● **Required work**:
Please print the passage of the hospital volume article that begins with the words containing "SAN FRANCISCO —" and ends with "1994 and 1999.", copied word for word.

SAN FRANCISCO — The generalization that the more procedures a hospital does, the better it is, may be an oversimplification at best and misleading at worst, according to two studies presented at the annual clinical congress of the American College of Surgeons.

In one study, Dr. Melissa A. Meyers and associates compared colectomy mortality in rural and urban hospitals using Medicare data on 279,385 patients who had surgery between 1994 and 1999.

Overall mortality was the same in the two groups. In small rural hospitals with a low volume of procedures, mortality was 6.7%. In urban hospitals, most of which had higher volume, the rate was 6.4%, said Dr. Meyers of the surgery department at Dartmouth-Hitchcock Medical Center, Lebanon, N.H.

Analysis of the data did show some evidence that the more colectomies a hospital performed the lower the mortality, but that observation held only for the urban hospitals. Rural hospitals had no such correlation between volume and mortality, though 90% of the rural hospitals had a low volume. Moreover, the mortality at the rural hospitals was not much different from that at the best urban hospitals, where the rate was 5.6%.

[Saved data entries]

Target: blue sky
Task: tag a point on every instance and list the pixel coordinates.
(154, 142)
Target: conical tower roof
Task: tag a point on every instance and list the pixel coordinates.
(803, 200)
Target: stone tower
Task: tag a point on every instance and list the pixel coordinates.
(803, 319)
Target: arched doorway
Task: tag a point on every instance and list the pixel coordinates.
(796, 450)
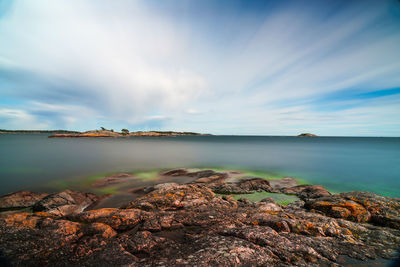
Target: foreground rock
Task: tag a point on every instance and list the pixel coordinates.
(189, 225)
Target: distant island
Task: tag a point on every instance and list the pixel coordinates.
(307, 135)
(39, 131)
(124, 133)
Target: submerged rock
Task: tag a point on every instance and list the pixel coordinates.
(190, 225)
(280, 184)
(65, 202)
(360, 207)
(307, 191)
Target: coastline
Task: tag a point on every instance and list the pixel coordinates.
(198, 222)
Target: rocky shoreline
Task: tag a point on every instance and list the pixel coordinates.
(199, 224)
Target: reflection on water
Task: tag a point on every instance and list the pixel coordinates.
(340, 164)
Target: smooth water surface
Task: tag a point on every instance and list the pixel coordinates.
(28, 161)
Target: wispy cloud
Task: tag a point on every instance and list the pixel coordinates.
(244, 67)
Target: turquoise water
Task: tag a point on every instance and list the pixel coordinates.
(29, 161)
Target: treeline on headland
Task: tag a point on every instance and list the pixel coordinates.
(38, 131)
(103, 132)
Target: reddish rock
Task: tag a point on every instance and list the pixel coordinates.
(282, 183)
(187, 225)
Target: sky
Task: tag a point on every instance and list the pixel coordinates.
(222, 66)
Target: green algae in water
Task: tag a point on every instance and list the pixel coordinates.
(147, 175)
(281, 199)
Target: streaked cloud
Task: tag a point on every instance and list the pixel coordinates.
(242, 67)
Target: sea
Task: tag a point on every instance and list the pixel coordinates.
(31, 161)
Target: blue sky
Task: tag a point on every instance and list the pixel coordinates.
(224, 67)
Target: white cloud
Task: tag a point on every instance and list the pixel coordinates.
(126, 61)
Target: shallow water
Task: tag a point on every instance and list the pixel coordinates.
(30, 161)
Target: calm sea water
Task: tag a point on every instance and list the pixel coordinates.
(28, 161)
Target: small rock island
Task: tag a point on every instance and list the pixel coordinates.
(199, 223)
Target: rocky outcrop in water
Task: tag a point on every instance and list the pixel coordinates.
(190, 225)
(20, 199)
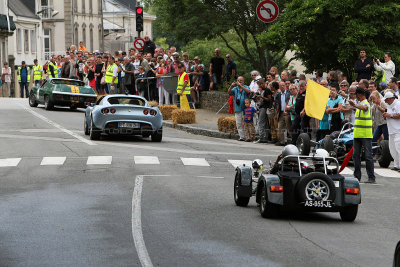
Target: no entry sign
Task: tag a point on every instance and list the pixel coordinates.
(138, 44)
(267, 11)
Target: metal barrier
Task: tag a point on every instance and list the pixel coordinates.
(170, 83)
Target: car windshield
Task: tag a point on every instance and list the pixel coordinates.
(126, 101)
(68, 82)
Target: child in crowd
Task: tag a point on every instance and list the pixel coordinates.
(248, 114)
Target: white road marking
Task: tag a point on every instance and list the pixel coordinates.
(195, 162)
(53, 160)
(211, 177)
(347, 171)
(137, 233)
(99, 160)
(387, 173)
(146, 160)
(236, 163)
(34, 113)
(10, 162)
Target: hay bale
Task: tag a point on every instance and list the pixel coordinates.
(153, 103)
(166, 111)
(227, 124)
(180, 116)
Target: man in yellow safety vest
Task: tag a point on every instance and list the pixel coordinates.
(363, 136)
(183, 89)
(24, 78)
(37, 73)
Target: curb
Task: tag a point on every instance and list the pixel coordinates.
(200, 131)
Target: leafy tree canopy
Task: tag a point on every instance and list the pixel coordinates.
(329, 34)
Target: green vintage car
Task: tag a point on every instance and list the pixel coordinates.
(62, 92)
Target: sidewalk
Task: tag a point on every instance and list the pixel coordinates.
(206, 124)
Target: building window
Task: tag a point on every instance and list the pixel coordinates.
(83, 6)
(91, 39)
(33, 41)
(47, 43)
(19, 40)
(26, 41)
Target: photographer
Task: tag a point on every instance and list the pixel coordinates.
(240, 91)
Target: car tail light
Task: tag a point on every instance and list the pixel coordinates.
(276, 188)
(352, 191)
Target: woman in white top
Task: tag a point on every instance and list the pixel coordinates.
(5, 80)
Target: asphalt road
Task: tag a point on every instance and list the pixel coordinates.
(131, 202)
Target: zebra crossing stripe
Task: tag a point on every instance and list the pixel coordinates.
(195, 162)
(387, 173)
(10, 162)
(99, 160)
(236, 163)
(53, 161)
(146, 160)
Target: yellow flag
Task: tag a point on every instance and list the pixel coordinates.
(316, 99)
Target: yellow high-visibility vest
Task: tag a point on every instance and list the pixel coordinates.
(28, 73)
(37, 73)
(181, 82)
(109, 74)
(363, 122)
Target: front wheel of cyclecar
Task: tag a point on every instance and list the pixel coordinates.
(267, 210)
(240, 201)
(32, 100)
(349, 213)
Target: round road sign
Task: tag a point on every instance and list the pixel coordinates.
(138, 44)
(267, 11)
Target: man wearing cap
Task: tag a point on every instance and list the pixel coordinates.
(363, 135)
(393, 122)
(24, 78)
(363, 66)
(37, 73)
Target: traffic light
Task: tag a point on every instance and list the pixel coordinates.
(139, 19)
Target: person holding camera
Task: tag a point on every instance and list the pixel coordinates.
(241, 92)
(387, 68)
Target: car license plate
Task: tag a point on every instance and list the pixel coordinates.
(129, 125)
(318, 203)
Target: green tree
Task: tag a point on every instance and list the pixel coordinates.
(327, 35)
(183, 21)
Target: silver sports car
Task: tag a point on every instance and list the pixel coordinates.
(123, 115)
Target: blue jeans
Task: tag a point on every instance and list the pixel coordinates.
(26, 85)
(358, 143)
(381, 129)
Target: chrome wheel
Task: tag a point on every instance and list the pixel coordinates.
(317, 189)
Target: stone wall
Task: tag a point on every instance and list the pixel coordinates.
(214, 100)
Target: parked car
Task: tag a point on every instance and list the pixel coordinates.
(62, 92)
(123, 115)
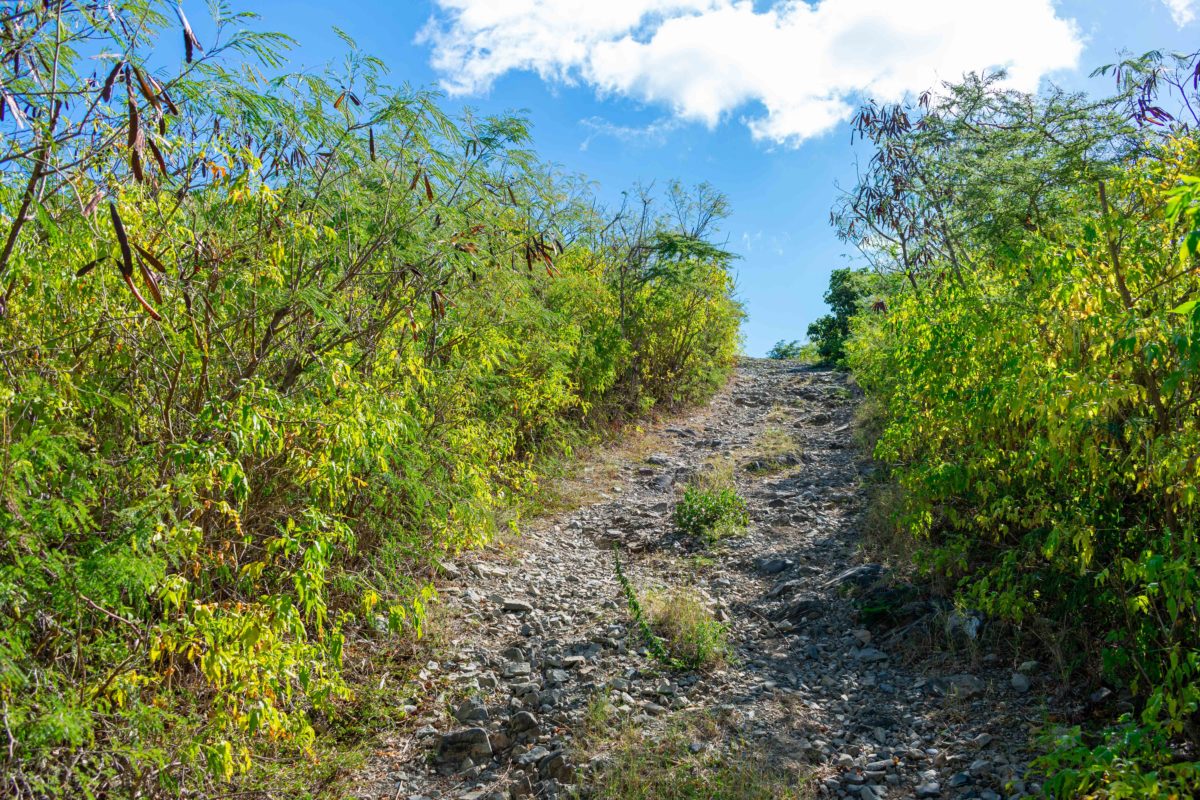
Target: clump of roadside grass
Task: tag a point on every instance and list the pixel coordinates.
(693, 637)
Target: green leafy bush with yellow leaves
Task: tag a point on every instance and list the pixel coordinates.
(1038, 372)
(271, 350)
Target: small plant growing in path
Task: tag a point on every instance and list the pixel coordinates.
(711, 513)
(693, 637)
(677, 627)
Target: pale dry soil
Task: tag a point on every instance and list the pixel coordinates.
(909, 703)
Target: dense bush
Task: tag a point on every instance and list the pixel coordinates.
(711, 512)
(1038, 372)
(273, 349)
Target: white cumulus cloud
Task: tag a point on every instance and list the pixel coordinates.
(793, 68)
(1182, 11)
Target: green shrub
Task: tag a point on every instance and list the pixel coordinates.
(711, 512)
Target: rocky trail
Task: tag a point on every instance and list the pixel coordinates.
(838, 673)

● **Output**:
SAN FRANCISCO — The generalization that the more procedures a hospital does, the better it is, may be an oversimplification at best and misleading at worst, according to two studies presented at the annual clinical congress of the American College of Surgeons.

In one study, Dr. Melissa A. Meyers and associates compared colectomy mortality in rural and urban hospitals using Medicare data on 279,385 patients who had surgery between 1994 and 1999.